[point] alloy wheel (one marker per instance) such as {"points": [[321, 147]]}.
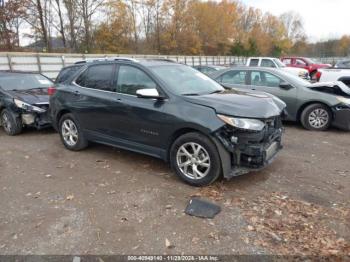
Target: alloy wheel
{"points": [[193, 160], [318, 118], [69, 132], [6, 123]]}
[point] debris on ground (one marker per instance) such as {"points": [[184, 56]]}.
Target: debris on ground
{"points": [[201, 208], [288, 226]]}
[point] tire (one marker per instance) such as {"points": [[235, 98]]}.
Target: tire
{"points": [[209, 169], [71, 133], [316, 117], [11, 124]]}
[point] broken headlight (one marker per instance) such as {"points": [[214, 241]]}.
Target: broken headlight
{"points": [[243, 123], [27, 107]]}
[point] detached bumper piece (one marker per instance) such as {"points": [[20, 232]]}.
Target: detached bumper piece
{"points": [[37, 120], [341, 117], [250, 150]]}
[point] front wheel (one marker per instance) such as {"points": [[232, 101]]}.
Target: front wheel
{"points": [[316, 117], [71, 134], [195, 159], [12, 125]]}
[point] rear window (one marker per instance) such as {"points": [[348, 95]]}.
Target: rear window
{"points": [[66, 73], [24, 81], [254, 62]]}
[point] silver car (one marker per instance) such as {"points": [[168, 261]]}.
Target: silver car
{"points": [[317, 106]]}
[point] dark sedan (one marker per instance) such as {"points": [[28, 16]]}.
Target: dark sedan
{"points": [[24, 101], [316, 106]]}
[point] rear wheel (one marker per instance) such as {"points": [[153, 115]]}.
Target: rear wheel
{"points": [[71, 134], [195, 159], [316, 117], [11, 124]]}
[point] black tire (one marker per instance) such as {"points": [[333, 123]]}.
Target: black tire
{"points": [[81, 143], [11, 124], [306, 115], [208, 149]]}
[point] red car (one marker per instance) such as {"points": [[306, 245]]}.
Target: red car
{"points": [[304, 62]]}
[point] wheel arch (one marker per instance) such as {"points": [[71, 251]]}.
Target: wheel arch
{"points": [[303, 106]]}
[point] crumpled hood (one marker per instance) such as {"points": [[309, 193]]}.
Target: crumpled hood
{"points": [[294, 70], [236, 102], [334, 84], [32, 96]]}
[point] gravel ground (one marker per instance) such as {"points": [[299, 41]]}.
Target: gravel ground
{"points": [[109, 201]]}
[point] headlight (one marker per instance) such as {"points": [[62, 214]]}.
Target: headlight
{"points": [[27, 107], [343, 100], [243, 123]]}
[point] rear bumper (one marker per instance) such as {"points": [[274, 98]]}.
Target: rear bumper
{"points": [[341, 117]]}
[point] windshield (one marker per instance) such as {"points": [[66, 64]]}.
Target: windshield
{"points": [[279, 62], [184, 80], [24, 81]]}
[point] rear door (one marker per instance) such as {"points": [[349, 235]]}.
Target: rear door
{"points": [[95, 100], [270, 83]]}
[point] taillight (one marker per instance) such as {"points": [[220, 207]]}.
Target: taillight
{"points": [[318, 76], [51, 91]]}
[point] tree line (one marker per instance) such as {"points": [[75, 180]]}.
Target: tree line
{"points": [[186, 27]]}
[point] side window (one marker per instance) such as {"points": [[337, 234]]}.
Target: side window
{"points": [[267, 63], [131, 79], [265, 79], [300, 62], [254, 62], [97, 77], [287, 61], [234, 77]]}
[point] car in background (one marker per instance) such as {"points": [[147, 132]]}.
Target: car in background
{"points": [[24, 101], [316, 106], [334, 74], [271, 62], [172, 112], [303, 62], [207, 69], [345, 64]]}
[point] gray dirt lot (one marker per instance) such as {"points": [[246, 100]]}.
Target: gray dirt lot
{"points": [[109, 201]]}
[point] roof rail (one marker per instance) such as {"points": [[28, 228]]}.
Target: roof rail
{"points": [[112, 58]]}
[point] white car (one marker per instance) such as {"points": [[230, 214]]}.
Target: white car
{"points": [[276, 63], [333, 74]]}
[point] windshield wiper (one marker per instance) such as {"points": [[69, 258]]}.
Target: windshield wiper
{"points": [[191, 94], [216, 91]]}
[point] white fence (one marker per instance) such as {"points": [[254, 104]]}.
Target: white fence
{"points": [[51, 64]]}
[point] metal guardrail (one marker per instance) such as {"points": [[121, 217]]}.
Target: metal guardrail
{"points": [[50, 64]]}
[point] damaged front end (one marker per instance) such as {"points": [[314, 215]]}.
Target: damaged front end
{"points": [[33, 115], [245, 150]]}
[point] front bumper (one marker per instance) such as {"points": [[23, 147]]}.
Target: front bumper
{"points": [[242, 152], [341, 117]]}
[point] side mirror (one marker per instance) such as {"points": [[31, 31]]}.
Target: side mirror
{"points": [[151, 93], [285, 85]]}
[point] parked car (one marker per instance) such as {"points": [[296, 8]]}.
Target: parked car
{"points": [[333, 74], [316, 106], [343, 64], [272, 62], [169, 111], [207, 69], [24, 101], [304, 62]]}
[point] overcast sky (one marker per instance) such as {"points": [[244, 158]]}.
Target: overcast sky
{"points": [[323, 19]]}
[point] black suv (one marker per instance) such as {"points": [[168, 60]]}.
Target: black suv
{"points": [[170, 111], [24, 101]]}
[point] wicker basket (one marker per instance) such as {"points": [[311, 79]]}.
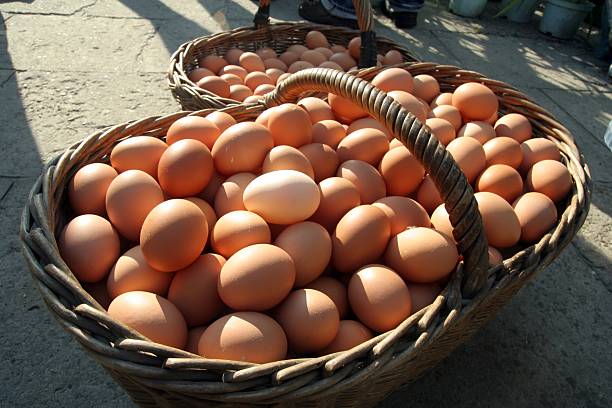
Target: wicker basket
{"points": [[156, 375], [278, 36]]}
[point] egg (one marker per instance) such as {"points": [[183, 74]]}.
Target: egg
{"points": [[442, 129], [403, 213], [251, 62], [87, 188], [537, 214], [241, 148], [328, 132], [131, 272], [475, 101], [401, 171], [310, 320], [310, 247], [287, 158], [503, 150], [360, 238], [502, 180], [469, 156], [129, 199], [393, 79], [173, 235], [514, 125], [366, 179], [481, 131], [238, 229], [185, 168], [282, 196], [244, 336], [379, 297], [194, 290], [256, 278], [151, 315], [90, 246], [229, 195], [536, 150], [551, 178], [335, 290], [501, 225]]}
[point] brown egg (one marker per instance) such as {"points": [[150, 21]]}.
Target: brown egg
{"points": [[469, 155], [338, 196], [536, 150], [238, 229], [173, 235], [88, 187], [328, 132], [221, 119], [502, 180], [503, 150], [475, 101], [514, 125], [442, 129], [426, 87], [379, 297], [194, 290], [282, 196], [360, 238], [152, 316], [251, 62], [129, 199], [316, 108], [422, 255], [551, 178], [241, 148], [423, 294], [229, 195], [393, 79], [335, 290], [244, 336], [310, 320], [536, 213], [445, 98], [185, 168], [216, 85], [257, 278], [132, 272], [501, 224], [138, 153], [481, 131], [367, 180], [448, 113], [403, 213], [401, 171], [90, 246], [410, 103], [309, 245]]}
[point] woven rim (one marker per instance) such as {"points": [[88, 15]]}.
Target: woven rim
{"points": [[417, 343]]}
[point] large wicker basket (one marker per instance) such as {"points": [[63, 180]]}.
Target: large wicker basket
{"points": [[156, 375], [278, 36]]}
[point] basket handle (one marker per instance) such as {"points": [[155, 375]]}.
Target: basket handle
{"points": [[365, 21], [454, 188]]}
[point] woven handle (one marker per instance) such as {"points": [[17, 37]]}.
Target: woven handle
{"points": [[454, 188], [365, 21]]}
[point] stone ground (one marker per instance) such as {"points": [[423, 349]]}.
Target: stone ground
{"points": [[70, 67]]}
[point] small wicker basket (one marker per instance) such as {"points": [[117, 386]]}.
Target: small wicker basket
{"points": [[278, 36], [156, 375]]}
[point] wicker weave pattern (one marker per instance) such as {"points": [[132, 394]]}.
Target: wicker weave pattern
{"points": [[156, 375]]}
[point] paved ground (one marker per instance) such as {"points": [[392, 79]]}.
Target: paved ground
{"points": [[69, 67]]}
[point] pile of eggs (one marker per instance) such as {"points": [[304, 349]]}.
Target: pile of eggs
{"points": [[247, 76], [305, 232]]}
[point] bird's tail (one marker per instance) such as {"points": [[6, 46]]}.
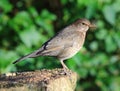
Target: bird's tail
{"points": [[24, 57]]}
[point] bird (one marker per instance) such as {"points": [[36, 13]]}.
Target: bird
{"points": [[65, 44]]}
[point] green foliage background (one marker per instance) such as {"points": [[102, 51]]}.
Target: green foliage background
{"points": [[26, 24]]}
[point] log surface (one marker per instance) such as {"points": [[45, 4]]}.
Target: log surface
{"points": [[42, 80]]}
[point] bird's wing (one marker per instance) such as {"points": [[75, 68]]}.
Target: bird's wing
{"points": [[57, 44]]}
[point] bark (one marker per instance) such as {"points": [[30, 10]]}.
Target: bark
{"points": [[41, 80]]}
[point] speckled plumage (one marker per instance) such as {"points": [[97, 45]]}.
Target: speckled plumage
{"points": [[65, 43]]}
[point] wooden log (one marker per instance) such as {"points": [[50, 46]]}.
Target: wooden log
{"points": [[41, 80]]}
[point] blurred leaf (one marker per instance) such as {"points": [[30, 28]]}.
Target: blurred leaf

******************************

The request: Please extract exactly, and only, the lines from the line containing "[point] bird (one" through the last line of the records.

Exercise response:
[point] bird (one marker per instance) such as {"points": [[36, 13]]}.
Target: bird
{"points": [[65, 44]]}
[point] green foliage background (one marker per instance) such as {"points": [[102, 51]]}.
Target: green foliage background
{"points": [[26, 24]]}
[point] log surface (one marker per instance) such as {"points": [[45, 4]]}.
Target: log surface
{"points": [[42, 80]]}
[point] bird's wing (one marker per instance) such as {"points": [[75, 68]]}.
Target: bird's wing
{"points": [[57, 44]]}
[point] bark (one marker per instance) such as {"points": [[30, 10]]}.
Target: bark
{"points": [[41, 80]]}
[point] speckled plumage (one marker per instance) such as {"points": [[97, 45]]}.
Target: speckled plumage
{"points": [[65, 43]]}
[point] wooden log (one marker per instance) such as {"points": [[50, 46]]}.
Target: wooden log
{"points": [[41, 80]]}
[point] blurred leaf (one marker per instance) such as {"points": [[30, 28]]}.
Target: blurred leaf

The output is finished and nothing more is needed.